**Exercise**
Look for "marking" in the records and copy every line that has it.

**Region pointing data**
○ ○ ○
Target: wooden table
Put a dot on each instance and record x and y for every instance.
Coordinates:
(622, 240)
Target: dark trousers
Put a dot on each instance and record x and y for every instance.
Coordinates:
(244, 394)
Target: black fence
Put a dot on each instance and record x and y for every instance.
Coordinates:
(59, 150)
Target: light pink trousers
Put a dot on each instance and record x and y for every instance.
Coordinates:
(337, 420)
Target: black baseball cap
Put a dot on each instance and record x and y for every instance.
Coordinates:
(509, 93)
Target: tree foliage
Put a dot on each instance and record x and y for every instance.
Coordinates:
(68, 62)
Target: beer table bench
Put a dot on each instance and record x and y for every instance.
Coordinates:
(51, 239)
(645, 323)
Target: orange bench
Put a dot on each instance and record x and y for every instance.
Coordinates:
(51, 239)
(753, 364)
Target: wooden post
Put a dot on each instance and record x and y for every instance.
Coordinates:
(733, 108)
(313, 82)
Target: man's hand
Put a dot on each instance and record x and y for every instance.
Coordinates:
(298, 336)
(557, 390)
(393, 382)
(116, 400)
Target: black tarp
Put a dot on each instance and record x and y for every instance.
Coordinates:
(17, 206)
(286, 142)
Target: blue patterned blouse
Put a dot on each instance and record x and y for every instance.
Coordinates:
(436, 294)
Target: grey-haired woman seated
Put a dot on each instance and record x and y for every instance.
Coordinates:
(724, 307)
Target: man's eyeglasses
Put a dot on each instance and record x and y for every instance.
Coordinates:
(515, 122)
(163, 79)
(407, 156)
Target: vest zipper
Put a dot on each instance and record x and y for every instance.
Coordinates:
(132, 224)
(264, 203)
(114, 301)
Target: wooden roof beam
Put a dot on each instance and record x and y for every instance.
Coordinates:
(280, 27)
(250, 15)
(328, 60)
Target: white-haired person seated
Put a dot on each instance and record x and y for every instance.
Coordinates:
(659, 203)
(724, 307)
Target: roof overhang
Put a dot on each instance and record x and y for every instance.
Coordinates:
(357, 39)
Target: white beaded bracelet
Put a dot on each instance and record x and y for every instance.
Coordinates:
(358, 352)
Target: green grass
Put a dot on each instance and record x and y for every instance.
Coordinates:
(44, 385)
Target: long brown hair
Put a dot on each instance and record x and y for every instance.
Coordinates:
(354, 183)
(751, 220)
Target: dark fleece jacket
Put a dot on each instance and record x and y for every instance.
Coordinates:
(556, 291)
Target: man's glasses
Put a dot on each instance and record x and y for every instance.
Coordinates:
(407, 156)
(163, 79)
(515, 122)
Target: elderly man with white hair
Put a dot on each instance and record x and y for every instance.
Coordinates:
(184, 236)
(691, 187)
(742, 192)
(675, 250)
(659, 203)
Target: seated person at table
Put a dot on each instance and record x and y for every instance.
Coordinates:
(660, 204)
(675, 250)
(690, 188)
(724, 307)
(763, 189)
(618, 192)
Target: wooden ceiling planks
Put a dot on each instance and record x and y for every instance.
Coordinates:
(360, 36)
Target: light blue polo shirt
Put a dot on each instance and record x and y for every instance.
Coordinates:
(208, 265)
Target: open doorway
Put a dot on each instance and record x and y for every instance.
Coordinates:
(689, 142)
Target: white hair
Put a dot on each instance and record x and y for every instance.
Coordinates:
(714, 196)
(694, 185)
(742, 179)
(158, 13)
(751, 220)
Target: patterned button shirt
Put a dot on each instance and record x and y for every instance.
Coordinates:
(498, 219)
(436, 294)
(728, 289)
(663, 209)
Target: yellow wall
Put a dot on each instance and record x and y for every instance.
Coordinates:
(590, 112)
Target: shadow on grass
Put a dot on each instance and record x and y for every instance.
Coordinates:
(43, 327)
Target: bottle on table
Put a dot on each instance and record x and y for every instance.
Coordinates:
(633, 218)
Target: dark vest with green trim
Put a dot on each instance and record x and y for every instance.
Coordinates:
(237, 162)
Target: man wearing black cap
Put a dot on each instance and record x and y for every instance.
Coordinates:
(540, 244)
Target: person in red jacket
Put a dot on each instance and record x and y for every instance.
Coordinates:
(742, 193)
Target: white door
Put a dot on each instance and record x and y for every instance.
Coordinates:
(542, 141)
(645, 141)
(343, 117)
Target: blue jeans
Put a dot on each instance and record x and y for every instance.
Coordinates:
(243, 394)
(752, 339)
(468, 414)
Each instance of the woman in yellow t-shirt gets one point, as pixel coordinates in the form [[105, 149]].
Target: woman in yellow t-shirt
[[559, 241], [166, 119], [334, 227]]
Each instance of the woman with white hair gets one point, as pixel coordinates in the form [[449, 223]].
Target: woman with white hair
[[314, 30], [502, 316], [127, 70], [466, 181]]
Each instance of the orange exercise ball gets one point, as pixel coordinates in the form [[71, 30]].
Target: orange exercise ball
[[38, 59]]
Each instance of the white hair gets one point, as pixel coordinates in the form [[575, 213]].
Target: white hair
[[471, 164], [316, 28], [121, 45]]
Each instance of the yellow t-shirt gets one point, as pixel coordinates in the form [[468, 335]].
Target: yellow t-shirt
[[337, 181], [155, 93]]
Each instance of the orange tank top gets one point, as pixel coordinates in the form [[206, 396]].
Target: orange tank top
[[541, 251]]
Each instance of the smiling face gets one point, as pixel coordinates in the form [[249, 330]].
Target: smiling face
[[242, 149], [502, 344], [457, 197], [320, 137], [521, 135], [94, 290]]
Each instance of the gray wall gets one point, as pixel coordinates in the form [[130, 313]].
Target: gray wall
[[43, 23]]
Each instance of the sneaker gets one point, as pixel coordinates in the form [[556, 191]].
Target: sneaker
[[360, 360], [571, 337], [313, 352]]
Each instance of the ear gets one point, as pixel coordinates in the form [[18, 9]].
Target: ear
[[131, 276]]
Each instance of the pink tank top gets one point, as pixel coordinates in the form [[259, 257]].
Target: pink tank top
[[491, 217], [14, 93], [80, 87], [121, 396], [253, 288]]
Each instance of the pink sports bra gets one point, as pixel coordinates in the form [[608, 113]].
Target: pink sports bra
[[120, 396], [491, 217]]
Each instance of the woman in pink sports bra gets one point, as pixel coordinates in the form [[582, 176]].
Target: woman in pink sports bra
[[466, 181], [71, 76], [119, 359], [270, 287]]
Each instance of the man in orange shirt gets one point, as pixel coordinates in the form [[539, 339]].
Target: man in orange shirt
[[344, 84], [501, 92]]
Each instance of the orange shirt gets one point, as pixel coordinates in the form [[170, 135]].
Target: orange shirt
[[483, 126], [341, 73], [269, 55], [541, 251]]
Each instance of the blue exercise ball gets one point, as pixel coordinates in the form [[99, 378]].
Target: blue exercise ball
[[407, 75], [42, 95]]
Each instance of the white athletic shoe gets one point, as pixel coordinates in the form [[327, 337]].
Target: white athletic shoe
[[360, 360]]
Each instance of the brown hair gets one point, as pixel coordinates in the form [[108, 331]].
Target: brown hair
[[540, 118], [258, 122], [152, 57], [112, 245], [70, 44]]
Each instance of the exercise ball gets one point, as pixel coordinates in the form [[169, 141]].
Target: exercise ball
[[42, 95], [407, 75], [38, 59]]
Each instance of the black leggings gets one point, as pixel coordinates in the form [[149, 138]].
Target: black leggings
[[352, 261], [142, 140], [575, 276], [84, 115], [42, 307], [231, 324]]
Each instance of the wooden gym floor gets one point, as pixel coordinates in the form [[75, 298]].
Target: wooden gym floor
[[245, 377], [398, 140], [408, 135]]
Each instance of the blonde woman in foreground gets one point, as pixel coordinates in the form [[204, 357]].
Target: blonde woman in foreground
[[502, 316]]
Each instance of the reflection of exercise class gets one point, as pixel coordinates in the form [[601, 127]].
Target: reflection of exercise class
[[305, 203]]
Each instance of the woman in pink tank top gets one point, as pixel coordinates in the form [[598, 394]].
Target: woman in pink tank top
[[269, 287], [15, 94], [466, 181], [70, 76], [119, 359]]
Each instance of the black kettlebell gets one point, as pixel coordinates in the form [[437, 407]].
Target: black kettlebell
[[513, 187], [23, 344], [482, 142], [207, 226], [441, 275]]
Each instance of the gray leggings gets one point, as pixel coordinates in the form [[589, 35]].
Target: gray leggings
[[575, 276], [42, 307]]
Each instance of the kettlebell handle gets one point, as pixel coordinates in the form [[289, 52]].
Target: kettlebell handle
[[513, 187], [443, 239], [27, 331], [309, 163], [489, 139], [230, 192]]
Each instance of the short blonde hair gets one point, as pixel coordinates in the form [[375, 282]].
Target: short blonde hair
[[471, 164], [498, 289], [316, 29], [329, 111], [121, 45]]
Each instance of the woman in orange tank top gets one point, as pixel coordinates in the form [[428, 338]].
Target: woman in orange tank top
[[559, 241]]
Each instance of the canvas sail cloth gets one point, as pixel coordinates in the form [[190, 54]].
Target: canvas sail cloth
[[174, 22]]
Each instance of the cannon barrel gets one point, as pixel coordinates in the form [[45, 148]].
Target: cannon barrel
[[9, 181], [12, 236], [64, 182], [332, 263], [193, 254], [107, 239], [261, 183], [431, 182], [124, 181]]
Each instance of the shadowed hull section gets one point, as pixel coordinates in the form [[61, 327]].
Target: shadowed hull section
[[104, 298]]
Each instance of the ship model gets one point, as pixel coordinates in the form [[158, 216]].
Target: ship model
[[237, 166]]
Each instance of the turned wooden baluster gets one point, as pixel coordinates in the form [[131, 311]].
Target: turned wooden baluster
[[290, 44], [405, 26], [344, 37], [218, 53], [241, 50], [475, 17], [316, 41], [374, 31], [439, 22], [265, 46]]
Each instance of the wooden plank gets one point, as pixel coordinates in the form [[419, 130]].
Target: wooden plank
○ ○ ○
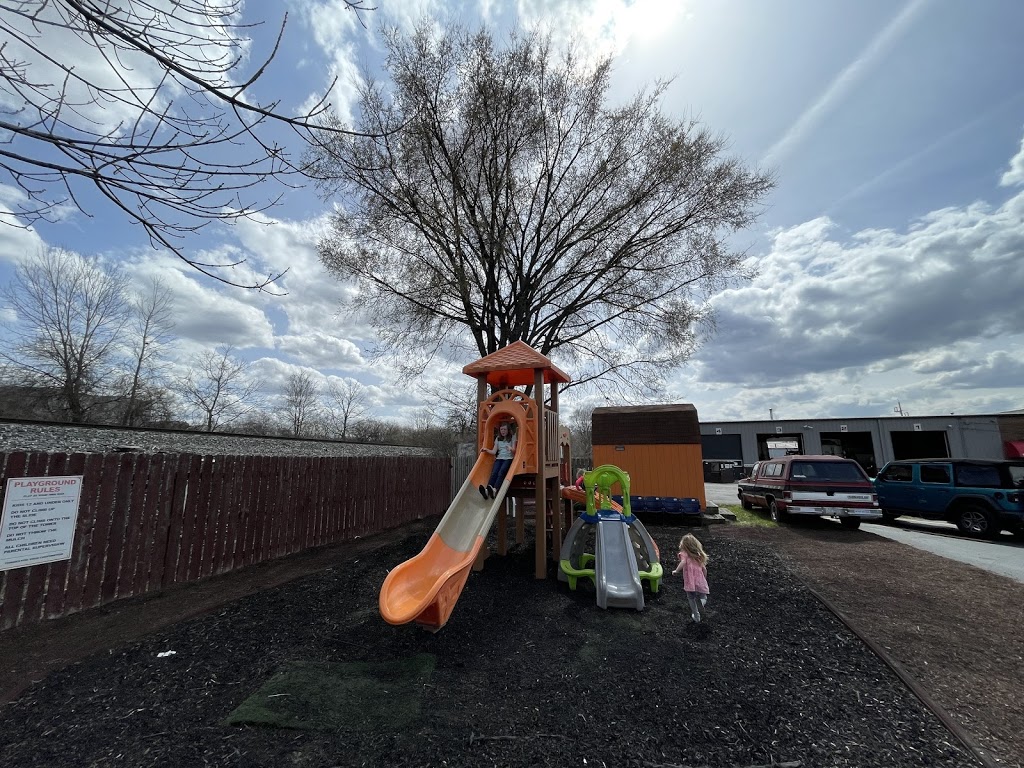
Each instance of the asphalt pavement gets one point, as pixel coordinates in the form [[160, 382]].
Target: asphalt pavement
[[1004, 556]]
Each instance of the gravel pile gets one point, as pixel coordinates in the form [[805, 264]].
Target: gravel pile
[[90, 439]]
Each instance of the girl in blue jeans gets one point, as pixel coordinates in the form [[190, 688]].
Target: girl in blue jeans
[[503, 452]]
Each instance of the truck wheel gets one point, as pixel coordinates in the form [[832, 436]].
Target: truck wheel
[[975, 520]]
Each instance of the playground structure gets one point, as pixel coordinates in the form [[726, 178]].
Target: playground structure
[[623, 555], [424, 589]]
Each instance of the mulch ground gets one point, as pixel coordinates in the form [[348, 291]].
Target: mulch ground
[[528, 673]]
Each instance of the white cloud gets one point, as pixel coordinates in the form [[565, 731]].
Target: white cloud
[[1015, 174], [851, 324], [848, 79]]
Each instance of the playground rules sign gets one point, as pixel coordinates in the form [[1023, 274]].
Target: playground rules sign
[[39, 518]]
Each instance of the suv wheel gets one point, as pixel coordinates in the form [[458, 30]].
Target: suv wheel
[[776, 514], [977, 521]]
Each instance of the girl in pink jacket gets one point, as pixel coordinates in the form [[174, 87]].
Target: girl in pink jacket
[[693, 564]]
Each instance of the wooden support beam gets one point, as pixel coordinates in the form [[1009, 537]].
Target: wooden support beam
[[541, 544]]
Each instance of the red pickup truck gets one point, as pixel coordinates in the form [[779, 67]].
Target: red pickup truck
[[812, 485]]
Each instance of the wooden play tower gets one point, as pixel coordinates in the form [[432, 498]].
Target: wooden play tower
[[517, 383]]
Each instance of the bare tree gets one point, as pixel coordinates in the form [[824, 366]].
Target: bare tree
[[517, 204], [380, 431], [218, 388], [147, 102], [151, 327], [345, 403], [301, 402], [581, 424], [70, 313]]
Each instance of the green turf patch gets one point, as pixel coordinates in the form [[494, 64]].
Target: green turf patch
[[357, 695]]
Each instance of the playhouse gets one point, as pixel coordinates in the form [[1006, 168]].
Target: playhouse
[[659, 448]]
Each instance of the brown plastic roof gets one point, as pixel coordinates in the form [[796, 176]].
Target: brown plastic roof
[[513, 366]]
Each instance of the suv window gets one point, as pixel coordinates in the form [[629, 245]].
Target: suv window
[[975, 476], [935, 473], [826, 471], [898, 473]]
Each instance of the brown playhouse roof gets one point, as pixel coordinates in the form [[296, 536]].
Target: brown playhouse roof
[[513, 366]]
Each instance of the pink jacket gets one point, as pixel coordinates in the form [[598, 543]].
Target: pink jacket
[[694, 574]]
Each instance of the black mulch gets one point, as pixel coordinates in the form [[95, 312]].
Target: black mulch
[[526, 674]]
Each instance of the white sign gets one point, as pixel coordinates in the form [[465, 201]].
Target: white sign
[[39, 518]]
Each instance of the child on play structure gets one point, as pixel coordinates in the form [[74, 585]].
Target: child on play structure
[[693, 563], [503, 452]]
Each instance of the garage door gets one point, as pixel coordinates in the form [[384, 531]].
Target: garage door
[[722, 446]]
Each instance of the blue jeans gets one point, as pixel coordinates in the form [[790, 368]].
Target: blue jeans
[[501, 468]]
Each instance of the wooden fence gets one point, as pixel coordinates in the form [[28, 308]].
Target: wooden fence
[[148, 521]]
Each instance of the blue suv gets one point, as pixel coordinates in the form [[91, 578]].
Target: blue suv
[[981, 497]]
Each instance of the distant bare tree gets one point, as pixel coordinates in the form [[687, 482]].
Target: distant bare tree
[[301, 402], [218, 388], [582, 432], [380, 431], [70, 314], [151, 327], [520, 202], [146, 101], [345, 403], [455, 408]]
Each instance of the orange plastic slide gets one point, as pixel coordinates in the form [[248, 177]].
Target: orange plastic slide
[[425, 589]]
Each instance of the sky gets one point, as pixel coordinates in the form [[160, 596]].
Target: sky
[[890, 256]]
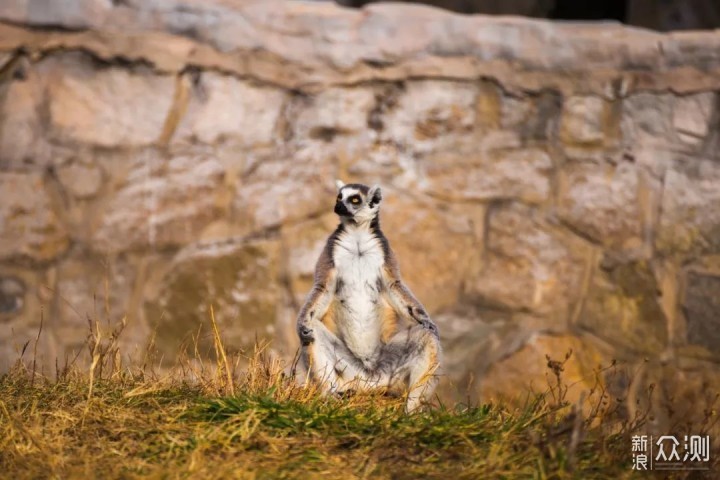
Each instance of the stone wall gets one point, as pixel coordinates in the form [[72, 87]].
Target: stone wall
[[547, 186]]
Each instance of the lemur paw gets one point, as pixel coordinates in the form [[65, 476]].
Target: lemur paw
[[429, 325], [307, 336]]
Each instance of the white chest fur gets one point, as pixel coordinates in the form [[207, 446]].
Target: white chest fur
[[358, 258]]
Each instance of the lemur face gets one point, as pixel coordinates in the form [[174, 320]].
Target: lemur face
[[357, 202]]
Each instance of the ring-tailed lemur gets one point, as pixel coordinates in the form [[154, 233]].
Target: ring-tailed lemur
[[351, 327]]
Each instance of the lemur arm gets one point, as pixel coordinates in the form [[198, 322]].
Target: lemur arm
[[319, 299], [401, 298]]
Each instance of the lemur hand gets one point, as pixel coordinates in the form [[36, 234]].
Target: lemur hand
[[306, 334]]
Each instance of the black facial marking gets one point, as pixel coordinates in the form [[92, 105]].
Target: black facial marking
○ ○ ○
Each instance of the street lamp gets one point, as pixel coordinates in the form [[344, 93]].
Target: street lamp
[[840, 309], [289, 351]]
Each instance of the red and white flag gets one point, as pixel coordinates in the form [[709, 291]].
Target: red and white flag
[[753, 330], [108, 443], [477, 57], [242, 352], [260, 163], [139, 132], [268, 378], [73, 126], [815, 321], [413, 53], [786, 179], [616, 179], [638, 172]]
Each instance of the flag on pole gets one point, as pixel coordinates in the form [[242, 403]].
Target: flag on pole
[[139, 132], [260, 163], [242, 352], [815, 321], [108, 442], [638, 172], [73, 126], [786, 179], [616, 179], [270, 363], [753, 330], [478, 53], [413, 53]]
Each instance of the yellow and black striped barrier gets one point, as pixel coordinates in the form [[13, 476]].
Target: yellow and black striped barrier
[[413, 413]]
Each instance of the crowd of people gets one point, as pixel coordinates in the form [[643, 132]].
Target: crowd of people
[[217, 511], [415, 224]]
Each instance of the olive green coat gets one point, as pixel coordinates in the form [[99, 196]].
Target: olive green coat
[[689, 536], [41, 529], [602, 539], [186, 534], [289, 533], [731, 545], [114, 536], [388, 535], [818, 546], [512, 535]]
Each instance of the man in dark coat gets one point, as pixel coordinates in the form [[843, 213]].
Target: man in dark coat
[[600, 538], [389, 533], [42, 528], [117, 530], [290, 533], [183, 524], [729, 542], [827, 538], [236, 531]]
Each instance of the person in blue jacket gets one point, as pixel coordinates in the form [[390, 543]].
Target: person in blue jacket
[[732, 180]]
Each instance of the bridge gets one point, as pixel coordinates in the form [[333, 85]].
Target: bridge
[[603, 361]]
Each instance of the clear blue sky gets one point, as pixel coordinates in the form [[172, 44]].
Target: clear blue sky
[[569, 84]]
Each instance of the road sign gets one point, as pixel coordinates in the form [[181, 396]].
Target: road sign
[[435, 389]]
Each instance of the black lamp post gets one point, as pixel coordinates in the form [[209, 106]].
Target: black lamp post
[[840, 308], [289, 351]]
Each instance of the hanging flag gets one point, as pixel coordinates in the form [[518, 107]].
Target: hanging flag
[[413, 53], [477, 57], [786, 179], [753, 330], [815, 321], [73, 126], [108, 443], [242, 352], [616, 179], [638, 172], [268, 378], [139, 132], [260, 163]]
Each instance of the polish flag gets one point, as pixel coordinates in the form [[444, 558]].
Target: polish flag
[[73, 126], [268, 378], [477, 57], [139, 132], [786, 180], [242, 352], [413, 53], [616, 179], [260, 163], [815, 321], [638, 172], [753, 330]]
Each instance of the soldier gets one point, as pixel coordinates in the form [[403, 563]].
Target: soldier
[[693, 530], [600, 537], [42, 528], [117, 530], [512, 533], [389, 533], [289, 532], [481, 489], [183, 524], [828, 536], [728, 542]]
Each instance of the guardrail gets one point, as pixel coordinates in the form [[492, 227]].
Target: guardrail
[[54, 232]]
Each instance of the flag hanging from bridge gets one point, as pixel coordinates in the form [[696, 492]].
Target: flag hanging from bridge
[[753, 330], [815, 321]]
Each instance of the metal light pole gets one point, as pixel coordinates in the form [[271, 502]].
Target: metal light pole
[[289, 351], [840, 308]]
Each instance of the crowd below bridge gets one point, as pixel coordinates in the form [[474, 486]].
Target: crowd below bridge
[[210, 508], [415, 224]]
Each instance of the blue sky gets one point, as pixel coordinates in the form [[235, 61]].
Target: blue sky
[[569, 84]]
○ ○ ○
**Task response**
Each instance of the black facial marking gets one point, as pixel coordinates in the form [[92, 105]].
Target: black facial marking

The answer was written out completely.